Instructions for the task:
Answer these questions from the excerpt on Biden's spending framework:
1. How many pages long is the House bill?
2. How much does the bill set aside for grants to support research and development infrastructure at Historically Black Colleges and Universities, Tribal Colleges and Universities, and other minority-serving institutions?
3. About how much did Biden's initial plan propose for HBCUs?

Excerpt to read:
The same goes for his proposed $555 billion to address climate change, $150 billion to boost affordable housing, and the billions more for home caregiving.
Each is among the most expensive and most-discussed components of Biden's package of social services programs he proposed Thursday. But tucked inside the president's new scaled-back $1.85 trillion framework – the House bill is still 1,684 pages despite major cuts – are several lesser-known items. These range from significant funding for Historically Black Colleges and Universities and high-speed rail, to an emphasis on improved nutrition for school lunches.
What's in Biden's bill?: What's in Biden's latest budget offer: Climate programs and universal preschool, but no paid leave
Here are some other proposals in Biden's proposed package, which he is pushing for Democratic lawmakers to unite behind.
Big boost for HBCUs
Biden's revamped framework includes $10 billion for Historically Black Colleges and Universities, Tribal Colleges and Universities, and other minority-serving institutions – one of the few funding increases over what was proposed in the president's original $3.5 trillion reconciliation package.
The bill sets aside $3 billion for grants to support research and development infrastructure at such institutions. There's also $6 billion in Title III and Title V federal aid for HBCUs, TCUs, and minority-serving institutions over the next five years, which would be five times the amount these schools currently receive from these funding streams, according to the White House.
The significant boost for HBCUs and other minority-serving institutions comes as Biden faces sharp criticism from leaders of Black colleges and universities after proposing about $2 billion for HBCUs in his initial plan.

Source data:
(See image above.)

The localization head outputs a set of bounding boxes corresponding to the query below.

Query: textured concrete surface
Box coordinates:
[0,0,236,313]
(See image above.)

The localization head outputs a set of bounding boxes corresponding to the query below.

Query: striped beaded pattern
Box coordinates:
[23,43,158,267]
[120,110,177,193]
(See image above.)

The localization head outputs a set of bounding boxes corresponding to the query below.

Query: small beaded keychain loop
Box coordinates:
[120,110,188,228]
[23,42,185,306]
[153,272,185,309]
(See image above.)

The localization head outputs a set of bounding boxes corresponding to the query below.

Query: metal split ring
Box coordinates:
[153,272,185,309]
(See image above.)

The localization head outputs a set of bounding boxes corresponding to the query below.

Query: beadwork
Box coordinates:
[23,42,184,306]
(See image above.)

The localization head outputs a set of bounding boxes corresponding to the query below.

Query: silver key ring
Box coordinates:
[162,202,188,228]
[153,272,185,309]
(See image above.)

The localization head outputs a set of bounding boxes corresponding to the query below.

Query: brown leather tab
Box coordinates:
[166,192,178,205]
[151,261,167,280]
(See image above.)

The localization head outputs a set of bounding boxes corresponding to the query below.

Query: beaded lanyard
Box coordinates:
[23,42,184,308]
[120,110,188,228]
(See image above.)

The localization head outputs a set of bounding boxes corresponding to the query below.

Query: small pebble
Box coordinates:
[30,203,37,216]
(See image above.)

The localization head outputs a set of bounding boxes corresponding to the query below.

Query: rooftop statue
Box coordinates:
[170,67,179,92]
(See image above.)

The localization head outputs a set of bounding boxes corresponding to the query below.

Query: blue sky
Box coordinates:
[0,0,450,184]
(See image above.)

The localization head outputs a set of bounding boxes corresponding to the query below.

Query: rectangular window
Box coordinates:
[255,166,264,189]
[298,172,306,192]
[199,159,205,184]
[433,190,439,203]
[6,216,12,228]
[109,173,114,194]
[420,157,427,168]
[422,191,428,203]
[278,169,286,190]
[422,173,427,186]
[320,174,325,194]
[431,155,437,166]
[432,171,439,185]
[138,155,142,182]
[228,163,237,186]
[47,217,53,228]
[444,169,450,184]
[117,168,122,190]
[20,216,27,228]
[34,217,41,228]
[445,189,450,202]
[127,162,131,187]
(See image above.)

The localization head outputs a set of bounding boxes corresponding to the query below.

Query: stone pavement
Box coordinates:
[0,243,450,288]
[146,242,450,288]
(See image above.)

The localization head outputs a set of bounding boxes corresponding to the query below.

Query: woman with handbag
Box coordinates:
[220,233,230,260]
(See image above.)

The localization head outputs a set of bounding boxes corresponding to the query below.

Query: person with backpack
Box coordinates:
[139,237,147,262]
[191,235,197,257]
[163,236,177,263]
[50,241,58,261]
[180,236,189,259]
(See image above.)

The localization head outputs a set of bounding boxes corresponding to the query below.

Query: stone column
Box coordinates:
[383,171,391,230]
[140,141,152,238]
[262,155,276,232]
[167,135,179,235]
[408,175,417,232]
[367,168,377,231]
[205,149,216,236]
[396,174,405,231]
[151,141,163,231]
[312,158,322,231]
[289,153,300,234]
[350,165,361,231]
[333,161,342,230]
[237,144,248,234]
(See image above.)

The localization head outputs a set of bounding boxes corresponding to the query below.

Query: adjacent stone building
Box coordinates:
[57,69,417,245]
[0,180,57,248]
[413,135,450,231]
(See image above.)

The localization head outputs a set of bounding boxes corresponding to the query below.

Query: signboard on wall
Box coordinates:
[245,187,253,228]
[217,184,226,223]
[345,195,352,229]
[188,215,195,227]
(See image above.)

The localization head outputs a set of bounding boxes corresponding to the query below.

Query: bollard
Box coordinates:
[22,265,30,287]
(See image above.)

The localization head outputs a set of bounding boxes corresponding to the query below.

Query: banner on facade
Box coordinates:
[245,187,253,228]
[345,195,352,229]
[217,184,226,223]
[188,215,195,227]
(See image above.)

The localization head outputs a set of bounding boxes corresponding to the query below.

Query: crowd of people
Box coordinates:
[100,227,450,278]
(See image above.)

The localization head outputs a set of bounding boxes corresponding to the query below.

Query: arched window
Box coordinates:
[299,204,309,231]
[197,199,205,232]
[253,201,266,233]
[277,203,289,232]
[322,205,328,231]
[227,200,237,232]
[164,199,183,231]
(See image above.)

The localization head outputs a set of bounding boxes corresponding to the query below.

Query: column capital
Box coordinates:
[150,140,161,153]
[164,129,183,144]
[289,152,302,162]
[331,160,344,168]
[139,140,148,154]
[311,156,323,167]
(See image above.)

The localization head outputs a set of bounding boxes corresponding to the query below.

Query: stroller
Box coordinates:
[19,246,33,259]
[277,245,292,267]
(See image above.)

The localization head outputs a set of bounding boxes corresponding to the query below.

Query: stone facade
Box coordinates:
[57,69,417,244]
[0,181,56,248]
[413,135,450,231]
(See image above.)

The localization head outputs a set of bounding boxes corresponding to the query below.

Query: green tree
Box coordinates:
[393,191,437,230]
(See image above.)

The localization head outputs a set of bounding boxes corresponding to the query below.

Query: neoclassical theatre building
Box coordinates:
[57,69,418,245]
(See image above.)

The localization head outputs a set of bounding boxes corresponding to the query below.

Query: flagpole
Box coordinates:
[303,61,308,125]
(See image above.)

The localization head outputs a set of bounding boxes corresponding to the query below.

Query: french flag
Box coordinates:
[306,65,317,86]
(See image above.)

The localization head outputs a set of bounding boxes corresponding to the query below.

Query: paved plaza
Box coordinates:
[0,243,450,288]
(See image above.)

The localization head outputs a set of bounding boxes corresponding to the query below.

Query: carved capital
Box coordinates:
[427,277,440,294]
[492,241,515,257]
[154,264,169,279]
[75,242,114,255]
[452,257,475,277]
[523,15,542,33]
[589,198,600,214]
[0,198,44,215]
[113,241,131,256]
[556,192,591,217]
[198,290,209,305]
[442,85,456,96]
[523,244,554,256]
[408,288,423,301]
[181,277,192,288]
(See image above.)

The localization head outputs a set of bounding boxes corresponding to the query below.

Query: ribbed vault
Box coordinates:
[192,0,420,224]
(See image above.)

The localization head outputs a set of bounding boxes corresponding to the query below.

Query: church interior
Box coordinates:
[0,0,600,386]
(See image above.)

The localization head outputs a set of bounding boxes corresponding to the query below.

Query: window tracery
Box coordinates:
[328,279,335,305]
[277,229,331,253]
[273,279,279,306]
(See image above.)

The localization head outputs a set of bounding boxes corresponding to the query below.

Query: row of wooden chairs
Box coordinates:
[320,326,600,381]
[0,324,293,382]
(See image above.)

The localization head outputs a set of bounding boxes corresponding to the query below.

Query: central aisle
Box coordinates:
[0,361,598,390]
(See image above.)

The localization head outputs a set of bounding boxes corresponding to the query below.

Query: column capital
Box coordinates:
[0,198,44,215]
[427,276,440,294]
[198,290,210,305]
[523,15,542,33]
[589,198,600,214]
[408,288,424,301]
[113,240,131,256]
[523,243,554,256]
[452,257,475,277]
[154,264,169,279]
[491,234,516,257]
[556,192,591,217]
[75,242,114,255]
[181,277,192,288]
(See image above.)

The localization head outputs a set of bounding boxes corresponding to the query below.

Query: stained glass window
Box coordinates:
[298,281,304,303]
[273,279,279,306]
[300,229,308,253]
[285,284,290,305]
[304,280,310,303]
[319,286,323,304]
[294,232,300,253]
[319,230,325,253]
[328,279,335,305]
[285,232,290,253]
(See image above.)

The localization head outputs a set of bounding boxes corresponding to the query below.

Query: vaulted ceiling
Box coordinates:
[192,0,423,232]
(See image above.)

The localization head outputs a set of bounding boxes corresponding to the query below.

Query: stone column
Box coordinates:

Full answer:
1. 1,684 pages
2. $3 billion
3. About $2 billion